:: WRITTEN TASK 1 ::
Please repeat the entries below verbatim, starting with the line containing "vegetation in this photo." and going on through the final line of the entries.

:: SELECTED PASSAGE ::
════════

Georgian writer and politician

Rostom Chkheidze (როსტომ ჩხეიძე, born on April 1, 1959) is a Georgian author, academician and politician who has served in the Parliament of Georgia from 2020 to 2024.

Son of the author Otar Chkheidze and brother of businesswoman and politician Nato Chkheidze, he has been a well-known author since the 1990s, focusing largely on 19th-century Georgian culture through novels, literary criticism, and novels. He's served at times as a member of the Academy of Sciences and the Scientific Research Centre of Galaktionology. He is also known for his translating work of several Western literary pieces.

In 2020, Rostom Chkheidze joined the State for the People party and was included in the electoral list of the United National Movement, winning a seat in Parliament. He is the Deputy Chairman of the Culture Committee.

════════

[Dataset entries about object locations]
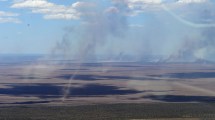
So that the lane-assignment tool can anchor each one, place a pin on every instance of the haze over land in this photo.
(114, 30)
(106, 51)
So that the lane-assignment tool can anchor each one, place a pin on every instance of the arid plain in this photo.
(106, 83)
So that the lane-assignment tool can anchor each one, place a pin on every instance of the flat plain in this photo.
(107, 90)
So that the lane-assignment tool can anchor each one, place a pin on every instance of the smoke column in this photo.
(99, 24)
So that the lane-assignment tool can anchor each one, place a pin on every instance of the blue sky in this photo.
(133, 27)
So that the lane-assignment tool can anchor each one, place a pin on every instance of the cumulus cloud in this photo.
(51, 10)
(192, 1)
(8, 17)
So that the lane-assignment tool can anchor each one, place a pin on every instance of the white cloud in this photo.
(192, 1)
(51, 10)
(9, 20)
(8, 17)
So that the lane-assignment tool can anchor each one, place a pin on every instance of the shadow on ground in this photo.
(49, 90)
(98, 77)
(182, 98)
(191, 75)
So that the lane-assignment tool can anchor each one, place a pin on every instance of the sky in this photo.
(112, 28)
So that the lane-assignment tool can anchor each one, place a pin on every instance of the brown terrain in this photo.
(106, 83)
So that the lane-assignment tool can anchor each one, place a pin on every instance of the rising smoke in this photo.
(98, 24)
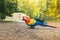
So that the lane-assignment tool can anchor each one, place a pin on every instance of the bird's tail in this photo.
(48, 26)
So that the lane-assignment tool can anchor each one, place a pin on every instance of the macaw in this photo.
(34, 22)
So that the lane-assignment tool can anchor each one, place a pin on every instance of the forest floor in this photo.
(20, 31)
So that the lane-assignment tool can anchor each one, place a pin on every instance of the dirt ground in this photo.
(20, 31)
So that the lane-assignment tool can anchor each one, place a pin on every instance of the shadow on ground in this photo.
(20, 31)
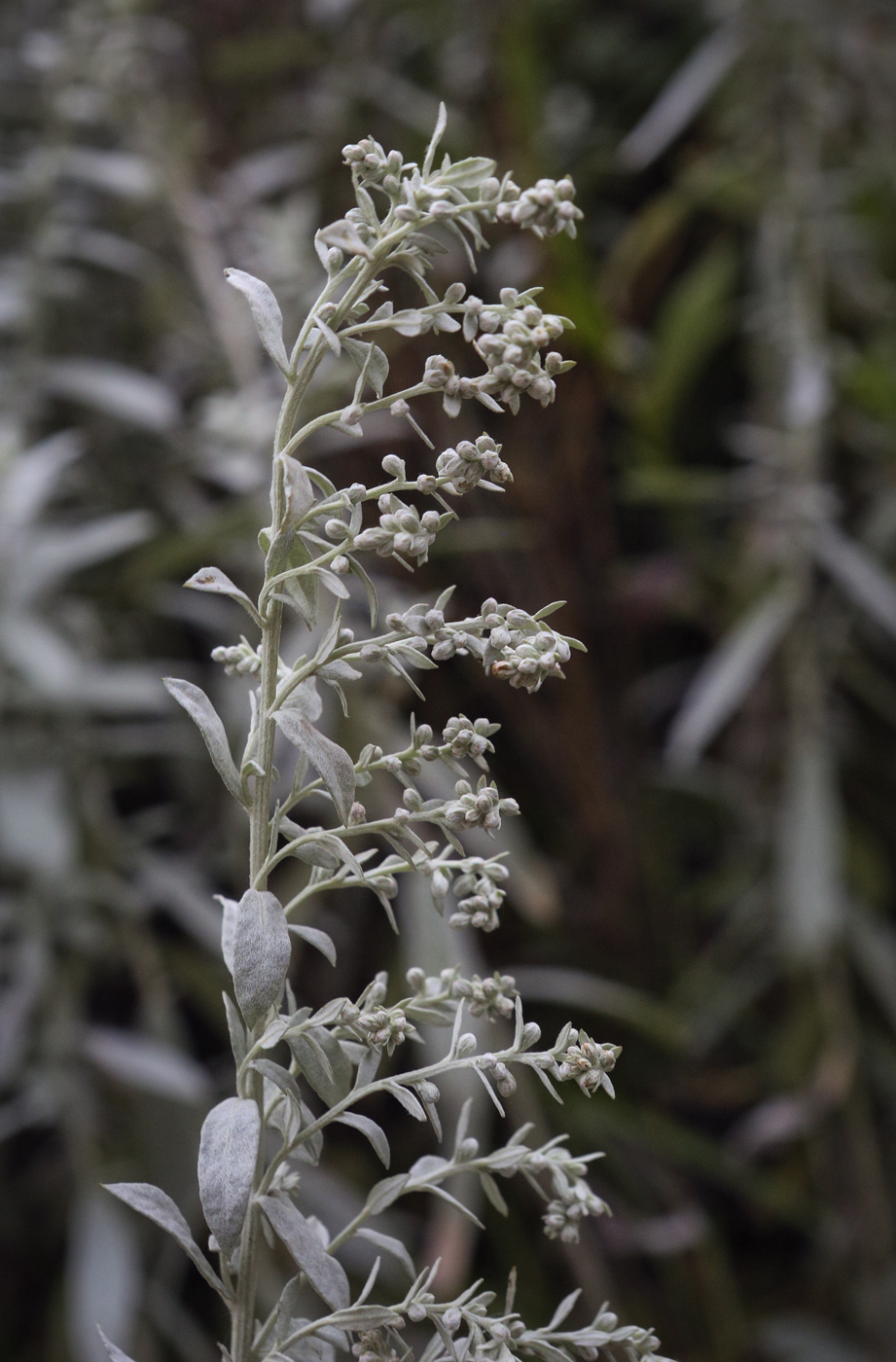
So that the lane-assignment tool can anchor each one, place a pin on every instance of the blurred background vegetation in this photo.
(707, 868)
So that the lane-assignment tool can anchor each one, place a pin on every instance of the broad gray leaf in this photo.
(218, 582)
(115, 1352)
(390, 1245)
(159, 1207)
(728, 676)
(371, 1130)
(324, 1064)
(102, 1275)
(145, 1062)
(315, 937)
(228, 1154)
(331, 762)
(858, 575)
(116, 390)
(266, 313)
(324, 1273)
(206, 718)
(261, 953)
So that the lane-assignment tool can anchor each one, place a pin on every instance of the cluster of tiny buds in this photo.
(546, 208)
(504, 1080)
(478, 809)
(589, 1062)
(490, 997)
(470, 463)
(241, 658)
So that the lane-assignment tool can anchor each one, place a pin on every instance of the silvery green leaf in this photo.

════════

:: WRITTEN TASK 2 ::
Duplicate the passage on Rostom Chkheidze above word for word, starting with "Son of the author" and going on through "Western literary pieces.".

:: EXERCISE RESPONSE 1 ::
So that the lane-assignment tool can anchor each one, place a pin on every instance of the blurred background vegetation in this photo.
(707, 868)
So that the lane-assignment tool can anchor each one, place a pin on every instance of the broad gray leaf in this photo.
(218, 582)
(115, 1352)
(390, 1245)
(159, 1207)
(728, 676)
(371, 1130)
(324, 1064)
(102, 1275)
(145, 1062)
(315, 937)
(228, 1154)
(331, 762)
(858, 575)
(116, 390)
(266, 313)
(324, 1273)
(206, 718)
(261, 953)
So that the lane-assignment tool can anchor each one, place a pin on every instance of the cluster of tiny buds in this photo.
(546, 208)
(504, 1080)
(478, 809)
(589, 1062)
(490, 997)
(470, 463)
(241, 658)
So that the lane-assignment tool can anchor each one, place a pin on every instance of the silvery green leaf in this photo.

:: EXERCISE RESPONSE 2 ::
Son of the author Otar Chkheidze and brother of businesswoman and politician Nato Chkheidze, he has been a well-known author since the 1990s, focusing largely on 19th-century Georgian culture through novels, literary criticism, and novels. He's served at times as a member of the Academy of Sciences and the Scientific Research Centre of Galaktionology. He is also known for his translating work of several Western literary pieces.